[Collected data entries]
***

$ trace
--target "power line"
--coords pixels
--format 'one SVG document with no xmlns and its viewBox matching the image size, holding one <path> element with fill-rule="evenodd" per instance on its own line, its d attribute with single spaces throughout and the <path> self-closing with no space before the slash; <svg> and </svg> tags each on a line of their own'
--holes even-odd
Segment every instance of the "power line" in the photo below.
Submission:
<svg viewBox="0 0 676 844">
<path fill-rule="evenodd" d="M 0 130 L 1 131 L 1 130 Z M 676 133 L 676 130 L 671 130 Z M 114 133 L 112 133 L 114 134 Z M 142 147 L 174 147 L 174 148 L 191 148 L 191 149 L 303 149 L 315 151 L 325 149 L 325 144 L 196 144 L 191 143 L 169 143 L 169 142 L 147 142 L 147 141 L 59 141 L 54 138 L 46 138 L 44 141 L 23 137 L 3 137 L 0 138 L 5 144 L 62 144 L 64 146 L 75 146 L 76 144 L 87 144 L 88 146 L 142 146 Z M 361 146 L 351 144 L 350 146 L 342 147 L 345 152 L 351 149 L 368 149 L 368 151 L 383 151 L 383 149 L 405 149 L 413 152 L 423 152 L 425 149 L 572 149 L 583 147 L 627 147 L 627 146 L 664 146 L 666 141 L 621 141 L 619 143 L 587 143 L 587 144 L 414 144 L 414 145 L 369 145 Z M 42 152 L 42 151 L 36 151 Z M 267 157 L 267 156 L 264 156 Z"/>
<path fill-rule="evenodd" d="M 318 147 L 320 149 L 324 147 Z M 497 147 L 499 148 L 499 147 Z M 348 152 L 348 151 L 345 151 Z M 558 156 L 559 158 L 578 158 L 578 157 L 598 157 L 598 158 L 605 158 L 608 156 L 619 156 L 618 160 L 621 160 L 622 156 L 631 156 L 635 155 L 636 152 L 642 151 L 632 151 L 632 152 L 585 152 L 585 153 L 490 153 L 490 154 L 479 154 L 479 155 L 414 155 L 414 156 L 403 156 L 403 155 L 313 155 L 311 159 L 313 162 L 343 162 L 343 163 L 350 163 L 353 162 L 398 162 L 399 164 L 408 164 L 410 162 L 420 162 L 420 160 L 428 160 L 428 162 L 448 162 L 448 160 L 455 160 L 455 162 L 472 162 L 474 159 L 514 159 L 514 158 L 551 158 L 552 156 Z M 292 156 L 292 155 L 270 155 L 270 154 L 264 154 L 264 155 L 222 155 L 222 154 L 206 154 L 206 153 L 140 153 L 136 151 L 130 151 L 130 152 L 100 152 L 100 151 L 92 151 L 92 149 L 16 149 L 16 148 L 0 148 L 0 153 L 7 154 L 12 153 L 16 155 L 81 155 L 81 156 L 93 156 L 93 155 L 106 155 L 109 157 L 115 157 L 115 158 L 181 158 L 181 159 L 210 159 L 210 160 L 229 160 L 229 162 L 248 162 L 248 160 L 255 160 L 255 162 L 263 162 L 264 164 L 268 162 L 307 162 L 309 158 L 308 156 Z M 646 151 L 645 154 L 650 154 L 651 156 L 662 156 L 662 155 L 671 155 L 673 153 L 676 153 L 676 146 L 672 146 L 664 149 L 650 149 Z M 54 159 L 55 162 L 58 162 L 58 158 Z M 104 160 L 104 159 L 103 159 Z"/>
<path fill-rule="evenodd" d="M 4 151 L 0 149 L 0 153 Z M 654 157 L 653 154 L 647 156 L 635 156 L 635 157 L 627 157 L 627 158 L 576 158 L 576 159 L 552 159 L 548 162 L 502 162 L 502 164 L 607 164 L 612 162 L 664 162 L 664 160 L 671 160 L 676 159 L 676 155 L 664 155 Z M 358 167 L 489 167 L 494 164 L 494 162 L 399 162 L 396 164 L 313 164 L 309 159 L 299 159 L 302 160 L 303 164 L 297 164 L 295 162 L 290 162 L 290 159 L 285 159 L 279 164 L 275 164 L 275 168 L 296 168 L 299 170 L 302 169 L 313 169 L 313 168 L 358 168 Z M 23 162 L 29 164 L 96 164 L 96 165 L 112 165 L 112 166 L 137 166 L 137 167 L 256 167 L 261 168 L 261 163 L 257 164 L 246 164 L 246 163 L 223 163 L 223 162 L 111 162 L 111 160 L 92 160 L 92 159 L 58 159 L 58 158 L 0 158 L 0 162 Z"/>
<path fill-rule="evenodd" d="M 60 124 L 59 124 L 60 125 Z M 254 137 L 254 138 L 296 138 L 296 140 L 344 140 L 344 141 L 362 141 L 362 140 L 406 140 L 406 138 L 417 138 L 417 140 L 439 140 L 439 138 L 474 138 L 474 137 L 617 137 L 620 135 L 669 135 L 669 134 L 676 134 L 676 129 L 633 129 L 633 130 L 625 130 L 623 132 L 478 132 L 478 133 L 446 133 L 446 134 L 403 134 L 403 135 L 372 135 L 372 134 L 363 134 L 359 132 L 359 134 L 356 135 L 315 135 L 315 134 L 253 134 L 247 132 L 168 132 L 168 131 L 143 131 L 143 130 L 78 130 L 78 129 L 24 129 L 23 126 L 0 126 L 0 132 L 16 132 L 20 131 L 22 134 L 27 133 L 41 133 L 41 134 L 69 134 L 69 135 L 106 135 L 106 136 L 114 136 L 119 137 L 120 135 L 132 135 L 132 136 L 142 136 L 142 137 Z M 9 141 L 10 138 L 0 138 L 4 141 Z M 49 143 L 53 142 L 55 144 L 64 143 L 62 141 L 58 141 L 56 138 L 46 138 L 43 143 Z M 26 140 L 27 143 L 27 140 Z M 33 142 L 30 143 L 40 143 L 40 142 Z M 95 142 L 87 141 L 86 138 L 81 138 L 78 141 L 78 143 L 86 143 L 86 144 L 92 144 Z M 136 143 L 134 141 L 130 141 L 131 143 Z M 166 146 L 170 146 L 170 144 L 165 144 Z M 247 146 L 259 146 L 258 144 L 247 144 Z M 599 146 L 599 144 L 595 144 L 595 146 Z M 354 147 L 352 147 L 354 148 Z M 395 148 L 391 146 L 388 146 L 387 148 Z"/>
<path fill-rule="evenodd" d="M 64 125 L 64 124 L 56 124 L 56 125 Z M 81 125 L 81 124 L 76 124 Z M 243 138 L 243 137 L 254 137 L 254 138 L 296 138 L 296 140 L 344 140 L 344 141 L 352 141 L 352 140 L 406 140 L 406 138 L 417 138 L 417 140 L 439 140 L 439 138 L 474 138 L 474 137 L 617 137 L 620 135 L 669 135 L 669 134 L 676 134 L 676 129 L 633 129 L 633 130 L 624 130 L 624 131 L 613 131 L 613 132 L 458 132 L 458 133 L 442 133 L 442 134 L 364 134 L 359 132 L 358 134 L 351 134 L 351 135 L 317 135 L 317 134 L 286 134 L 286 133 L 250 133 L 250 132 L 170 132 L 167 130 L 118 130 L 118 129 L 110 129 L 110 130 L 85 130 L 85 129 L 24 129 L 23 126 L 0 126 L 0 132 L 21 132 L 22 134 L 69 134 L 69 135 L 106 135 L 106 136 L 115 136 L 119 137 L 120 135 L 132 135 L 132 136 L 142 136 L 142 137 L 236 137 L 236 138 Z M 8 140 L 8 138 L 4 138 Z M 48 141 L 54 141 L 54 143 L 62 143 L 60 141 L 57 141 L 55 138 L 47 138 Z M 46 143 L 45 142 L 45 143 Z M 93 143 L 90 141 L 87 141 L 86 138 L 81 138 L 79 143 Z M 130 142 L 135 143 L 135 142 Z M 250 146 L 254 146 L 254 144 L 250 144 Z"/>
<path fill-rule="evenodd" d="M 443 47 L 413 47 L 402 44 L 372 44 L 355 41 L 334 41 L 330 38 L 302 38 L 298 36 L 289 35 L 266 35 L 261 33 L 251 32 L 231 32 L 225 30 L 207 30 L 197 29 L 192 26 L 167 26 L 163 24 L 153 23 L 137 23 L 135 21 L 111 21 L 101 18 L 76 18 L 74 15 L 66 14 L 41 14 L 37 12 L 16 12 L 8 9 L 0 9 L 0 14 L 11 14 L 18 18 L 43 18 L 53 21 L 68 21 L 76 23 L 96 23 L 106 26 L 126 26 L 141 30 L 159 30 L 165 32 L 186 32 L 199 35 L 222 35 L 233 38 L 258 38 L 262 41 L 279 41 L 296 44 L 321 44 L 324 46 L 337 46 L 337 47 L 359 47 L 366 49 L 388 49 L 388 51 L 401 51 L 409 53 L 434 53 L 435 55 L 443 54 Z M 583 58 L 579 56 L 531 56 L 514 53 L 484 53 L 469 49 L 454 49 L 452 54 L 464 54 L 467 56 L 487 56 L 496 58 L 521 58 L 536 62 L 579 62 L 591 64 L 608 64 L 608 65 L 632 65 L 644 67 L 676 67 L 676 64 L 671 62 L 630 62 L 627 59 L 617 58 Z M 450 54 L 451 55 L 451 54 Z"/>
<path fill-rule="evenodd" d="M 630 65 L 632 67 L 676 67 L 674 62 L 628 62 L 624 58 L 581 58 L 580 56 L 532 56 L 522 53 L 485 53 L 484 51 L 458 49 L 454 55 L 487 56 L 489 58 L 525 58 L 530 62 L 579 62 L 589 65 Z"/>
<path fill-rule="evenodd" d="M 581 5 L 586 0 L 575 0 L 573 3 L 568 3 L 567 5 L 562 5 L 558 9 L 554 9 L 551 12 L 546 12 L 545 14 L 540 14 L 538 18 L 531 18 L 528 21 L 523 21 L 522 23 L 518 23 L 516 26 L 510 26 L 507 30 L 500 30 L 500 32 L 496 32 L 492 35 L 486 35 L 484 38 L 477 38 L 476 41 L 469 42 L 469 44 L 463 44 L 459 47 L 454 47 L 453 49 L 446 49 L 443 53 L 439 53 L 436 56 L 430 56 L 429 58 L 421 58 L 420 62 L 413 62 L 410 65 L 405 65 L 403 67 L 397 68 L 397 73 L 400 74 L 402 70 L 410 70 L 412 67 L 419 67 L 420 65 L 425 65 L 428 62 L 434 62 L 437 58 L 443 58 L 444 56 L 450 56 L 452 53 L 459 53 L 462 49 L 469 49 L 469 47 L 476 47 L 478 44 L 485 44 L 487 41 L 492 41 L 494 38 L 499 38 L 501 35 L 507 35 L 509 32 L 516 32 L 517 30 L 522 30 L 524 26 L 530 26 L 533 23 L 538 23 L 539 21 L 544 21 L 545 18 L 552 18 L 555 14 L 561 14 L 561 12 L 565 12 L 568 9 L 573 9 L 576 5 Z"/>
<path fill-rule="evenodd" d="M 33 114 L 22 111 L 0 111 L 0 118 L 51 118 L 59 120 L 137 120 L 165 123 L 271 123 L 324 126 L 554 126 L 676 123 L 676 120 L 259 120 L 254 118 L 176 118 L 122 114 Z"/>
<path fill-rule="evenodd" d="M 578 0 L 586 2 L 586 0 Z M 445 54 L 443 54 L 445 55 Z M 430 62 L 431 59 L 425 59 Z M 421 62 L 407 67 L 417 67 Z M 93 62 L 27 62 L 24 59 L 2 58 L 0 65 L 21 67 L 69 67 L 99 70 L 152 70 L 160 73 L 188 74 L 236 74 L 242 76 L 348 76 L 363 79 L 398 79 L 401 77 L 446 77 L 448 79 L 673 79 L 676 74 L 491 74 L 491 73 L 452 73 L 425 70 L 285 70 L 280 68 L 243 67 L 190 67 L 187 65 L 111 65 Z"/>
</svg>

***

Instructions for the task —
Reproduce the lines from the start of the records through the line containing "--format 'one SVG", inclusive, substituting "normalized" for "pixels" and leaving all else unchanged. Give only those lines.

Solution to this exercise —
$ trace
--target "power line"
--coords normalized
--format 'one SVG document with no xmlns and its viewBox matching the image size, holding one <path> element with fill-rule="evenodd" per instance on its own line, its d attribute with single spaces throughout and the <path> self-closing with no space before the slash; <svg> and </svg> tags each on a line of their own'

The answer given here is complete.